2 DICEMBRE 2015
La solitudine non si interessa di una immagine stereotipata. I soli, o meglio, coloro che vogliono starsene da parte, vogliono un po’ di silenzio. Mettere da parte le voci. Quelle degli altoparlanti che annunciano il ritardo al binario nove, quelle di una madre che invoglia il figlio a mangiare la minestra, quelle del manager sempre troppo all’erta col suo fare al telefonino.
In realtà, il silenzio è esso stesso voce e ha qualcosa da dire a chi lo sa ascoltare.
Questo dire è il mio di silenzio, a volte troppo presente. Non è nato per sbaglio da una madre puttana. Donna non lo sono, quindi il termine “madre” è inappropriato. Al massimo “padre” e tanto meno misericordioso.
Il silenzio è nato il primo dicembre di otto anni fa. Perché non riuscivo a parlare. Perché il senso della perdita era talmente forte da restate muto.
Ciò che sarebbe stato il nostro primo figlio svanì nell’arco di poche ore. Perché un figlio fin quando non lo tocchi, non lo hai davanti ai tuoi occhi, soprattutto se nei primi mesi di gestazione, resta un sogno che ti viene incontro. Il tempo ci ha in seguito aiutato a capire – forse – la reale causa.
Poi è arrivato il secondo. Ma di quel primo ne è rimasta l’idea incompiuta e resa semi-tangibile dalle note di una canzone. Quasi una risposta a quel silenzio…, fu la prima che ascoltai alla radio la mattina seguente. Perché dovevo comunque andare al lavoro, perché non puoi assentarti se il tuo caos interiore è ancora in atto e ti mette in subbuglio l’animo, te lo incendia dopo una grossa implosione. All’esterno sei ineccepibile, non mostri segni, solo la maschera che hai creato per stare al mondo, dietro le linee sul viso che ti hanno dato a corredo genetico i tuoi genitori.
Anche il nostro secondo figlio – il primo nato – aggrotta la fronte, avrà le stesse mie rughe, lo spero.
Di padre in figlio come nelle migliori storie bibliche.
Queste sono le riflessioni che mi prendono durante la notte del primo dicembre.
E il giorno dopo mi trovo in Stazione Centrale per prendere l’ennesimo Frecciarossa che mi porterà a Napoli.
E anche oggi mensa da Giggino. Lenticchie.

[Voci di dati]
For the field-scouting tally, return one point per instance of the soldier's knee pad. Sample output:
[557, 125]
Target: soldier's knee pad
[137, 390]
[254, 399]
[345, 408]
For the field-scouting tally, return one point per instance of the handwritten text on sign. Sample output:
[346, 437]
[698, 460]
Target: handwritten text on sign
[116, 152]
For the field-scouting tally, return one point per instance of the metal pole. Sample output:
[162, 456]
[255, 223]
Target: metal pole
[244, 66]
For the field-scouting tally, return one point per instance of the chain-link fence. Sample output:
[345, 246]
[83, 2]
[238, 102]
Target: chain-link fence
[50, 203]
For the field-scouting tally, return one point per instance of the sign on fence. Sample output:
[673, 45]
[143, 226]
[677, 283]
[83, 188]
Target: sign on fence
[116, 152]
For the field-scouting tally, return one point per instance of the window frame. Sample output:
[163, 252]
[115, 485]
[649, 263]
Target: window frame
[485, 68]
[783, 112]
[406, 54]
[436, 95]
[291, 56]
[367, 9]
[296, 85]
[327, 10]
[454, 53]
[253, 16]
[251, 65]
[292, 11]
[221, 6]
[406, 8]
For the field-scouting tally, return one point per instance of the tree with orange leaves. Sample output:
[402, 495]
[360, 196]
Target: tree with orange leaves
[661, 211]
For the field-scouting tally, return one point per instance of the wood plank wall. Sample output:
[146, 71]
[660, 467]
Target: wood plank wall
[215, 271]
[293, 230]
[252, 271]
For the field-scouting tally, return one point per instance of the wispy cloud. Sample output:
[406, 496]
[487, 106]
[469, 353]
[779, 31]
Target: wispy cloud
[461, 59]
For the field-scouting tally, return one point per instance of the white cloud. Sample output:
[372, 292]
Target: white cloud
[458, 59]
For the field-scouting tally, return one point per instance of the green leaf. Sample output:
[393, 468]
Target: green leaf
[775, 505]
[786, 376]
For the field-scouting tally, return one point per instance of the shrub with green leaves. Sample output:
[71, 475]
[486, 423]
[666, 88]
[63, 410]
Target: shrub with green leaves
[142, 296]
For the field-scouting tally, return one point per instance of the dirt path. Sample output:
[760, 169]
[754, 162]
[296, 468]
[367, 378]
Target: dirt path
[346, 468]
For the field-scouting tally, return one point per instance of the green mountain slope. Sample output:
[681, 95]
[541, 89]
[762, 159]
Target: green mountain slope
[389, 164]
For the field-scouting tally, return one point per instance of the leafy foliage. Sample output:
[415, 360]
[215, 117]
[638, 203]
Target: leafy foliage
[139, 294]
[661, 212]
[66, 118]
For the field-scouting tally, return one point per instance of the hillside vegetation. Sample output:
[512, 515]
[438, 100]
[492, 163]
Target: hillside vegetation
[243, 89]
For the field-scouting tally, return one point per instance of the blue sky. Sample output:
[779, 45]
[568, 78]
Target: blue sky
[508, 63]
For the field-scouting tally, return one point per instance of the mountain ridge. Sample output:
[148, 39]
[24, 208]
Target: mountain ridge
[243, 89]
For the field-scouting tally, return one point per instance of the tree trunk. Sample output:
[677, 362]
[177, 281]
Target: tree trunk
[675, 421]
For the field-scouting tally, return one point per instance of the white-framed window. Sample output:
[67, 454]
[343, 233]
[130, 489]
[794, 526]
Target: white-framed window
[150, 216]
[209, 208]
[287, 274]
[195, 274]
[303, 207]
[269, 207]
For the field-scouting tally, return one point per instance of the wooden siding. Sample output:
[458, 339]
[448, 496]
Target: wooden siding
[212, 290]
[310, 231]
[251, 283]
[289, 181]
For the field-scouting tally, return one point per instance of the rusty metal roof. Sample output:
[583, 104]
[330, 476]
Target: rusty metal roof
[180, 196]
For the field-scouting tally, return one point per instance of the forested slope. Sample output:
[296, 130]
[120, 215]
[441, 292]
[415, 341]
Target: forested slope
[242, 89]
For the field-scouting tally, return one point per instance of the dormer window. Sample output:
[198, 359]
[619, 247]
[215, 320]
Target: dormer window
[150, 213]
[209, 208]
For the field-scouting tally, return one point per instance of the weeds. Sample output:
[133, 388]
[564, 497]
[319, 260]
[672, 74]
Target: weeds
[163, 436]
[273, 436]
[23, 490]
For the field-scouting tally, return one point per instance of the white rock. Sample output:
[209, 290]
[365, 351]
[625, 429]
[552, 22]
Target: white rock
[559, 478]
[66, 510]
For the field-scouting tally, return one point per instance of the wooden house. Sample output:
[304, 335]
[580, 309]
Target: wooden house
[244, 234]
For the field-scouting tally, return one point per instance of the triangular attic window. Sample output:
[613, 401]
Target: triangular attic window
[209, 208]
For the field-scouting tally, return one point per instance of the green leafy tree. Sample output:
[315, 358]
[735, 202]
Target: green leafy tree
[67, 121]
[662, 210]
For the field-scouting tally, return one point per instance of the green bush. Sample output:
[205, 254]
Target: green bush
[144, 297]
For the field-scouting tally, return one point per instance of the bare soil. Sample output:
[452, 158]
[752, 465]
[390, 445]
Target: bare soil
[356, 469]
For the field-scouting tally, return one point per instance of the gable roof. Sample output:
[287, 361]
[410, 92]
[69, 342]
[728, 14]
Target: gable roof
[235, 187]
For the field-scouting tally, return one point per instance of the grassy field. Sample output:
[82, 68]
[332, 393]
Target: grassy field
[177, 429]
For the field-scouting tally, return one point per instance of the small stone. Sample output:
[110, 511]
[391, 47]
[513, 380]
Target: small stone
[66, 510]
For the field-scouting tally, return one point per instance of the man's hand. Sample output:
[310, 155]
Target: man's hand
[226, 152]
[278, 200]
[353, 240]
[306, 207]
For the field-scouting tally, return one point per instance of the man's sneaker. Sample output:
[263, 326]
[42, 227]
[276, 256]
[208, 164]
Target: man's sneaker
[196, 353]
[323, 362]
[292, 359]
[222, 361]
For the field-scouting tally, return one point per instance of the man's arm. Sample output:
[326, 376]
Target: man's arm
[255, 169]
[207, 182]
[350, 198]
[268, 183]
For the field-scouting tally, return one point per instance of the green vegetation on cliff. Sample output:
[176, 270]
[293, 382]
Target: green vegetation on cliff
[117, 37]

● **Dettagli del problema**: Aggiorna il passo del testo sul silenzio compreso tra "Poi è arrivato" e "migliori storie bibliche.", estremi inclusi, sostituendo "rughe" con "pieghe".

● **Spazio risposta**:
Poi è arrivato il secondo. Ma di quel primo ne è rimasta l’idea incompiuta e resa semi-tangibile dalle note di una canzone. Quasi una risposta a quel silenzio…, fu la prima che ascoltai alla radio la mattina seguente. Perché dovevo comunque andare al lavoro, perché non puoi assentarti se il tuo caos interiore è ancora in atto e ti mette in subbuglio l’animo, te lo incendia dopo una grossa implosione. All’esterno sei ineccepibile, non mostri segni, solo la maschera che hai creato per stare al mondo, dietro le linee sul viso che ti hanno dato a corredo genetico i tuoi genitori.
Anche il nostro secondo figlio – il primo nato – aggrotta la fronte, avrà le stesse mie pieghe, lo spero.
Di padre in figlio come nelle migliori storie bibliche.